**Description of the task**
Copy each line from the records below in which the word "ball" is found.

====

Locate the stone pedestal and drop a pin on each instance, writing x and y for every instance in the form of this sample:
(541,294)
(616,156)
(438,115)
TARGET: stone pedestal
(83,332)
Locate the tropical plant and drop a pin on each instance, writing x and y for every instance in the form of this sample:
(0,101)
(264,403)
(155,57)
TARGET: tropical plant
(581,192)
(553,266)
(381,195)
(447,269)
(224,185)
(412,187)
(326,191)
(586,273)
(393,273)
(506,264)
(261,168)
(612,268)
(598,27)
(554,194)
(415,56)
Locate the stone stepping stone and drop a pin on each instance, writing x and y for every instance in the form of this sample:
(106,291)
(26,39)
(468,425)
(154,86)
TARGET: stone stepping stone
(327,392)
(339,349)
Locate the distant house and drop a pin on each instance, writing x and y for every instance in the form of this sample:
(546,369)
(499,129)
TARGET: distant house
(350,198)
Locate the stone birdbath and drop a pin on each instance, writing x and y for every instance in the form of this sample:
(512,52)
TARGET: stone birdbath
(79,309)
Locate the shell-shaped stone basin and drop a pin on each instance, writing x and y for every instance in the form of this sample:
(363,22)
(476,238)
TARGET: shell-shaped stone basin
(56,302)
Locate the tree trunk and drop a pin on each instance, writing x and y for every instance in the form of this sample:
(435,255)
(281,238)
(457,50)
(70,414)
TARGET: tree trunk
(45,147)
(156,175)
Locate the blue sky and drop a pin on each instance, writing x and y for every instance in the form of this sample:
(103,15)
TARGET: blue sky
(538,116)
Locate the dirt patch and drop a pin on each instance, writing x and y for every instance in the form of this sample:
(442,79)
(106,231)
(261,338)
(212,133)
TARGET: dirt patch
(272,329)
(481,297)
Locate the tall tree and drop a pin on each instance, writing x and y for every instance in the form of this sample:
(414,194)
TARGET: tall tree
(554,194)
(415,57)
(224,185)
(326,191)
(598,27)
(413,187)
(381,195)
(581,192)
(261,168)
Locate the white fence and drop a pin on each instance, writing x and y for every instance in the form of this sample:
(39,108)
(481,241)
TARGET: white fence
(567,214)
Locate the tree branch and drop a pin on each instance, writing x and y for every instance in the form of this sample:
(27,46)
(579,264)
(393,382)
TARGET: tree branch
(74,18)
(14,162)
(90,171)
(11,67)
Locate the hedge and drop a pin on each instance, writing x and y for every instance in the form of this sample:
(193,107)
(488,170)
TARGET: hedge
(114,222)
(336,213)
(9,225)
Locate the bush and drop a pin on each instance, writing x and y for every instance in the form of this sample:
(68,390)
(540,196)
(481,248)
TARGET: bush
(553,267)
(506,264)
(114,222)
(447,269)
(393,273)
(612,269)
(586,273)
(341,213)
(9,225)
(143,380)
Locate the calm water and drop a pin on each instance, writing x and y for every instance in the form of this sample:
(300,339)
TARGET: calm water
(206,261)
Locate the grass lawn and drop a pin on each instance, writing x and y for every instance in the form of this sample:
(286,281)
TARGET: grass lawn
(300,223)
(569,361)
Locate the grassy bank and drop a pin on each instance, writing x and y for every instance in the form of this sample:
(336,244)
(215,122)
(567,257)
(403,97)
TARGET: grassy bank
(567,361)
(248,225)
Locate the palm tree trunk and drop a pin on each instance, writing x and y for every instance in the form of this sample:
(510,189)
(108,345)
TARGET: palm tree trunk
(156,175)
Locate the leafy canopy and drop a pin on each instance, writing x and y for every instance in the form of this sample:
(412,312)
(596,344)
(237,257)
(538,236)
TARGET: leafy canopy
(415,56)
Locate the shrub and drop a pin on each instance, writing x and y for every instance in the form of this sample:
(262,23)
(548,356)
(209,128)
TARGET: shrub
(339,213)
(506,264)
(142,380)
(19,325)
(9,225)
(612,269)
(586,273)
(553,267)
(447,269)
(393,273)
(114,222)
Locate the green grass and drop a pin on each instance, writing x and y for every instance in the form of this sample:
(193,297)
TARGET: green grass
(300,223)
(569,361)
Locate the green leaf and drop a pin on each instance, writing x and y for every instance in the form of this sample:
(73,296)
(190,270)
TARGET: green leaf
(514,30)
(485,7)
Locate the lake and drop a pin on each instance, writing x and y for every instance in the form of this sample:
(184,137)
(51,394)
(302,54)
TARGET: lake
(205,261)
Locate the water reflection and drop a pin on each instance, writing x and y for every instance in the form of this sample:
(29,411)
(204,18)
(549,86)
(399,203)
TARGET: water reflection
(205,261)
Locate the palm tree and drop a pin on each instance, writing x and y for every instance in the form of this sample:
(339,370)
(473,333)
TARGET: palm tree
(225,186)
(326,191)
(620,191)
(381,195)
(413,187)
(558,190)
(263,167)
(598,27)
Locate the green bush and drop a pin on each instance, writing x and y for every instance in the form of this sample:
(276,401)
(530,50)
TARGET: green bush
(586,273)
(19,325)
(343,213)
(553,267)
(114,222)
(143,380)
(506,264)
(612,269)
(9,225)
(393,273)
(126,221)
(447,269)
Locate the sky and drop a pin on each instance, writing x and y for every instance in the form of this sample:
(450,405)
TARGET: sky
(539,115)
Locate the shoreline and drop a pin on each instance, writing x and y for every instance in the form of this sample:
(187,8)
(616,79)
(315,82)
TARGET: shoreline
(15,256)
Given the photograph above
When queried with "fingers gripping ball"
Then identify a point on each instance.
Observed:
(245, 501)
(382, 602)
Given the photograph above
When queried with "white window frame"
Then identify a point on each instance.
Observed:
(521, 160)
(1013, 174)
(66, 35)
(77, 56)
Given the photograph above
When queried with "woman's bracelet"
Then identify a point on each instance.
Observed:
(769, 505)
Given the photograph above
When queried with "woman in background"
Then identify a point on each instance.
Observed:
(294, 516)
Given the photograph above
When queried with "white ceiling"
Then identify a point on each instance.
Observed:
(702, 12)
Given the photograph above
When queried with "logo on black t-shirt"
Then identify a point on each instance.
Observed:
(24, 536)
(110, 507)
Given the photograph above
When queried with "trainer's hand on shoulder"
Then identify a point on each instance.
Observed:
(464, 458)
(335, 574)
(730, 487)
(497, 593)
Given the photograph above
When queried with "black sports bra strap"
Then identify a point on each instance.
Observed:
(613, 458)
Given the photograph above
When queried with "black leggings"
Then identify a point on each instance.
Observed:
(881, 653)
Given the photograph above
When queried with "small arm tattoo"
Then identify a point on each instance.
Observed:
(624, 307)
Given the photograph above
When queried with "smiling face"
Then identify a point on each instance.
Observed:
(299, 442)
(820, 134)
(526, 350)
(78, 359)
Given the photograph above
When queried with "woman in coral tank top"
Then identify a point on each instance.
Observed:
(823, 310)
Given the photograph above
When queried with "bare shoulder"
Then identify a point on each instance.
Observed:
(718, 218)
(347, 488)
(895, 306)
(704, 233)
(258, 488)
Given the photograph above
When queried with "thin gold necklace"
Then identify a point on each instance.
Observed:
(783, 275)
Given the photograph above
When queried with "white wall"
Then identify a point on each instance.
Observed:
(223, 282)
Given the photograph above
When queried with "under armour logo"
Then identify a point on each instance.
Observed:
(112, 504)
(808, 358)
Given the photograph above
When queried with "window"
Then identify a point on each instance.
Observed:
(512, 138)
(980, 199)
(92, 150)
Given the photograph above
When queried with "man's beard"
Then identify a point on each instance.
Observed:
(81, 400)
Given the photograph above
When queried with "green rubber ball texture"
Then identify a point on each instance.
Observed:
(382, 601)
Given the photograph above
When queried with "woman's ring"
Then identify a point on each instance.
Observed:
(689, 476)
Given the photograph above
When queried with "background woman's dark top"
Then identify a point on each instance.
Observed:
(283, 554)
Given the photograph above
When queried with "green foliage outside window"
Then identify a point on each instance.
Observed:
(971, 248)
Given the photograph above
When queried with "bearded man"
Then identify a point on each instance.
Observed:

====

**Solution to the exercise**
When queried with "fingers gripping ball"
When queried with "green rubber ball texture"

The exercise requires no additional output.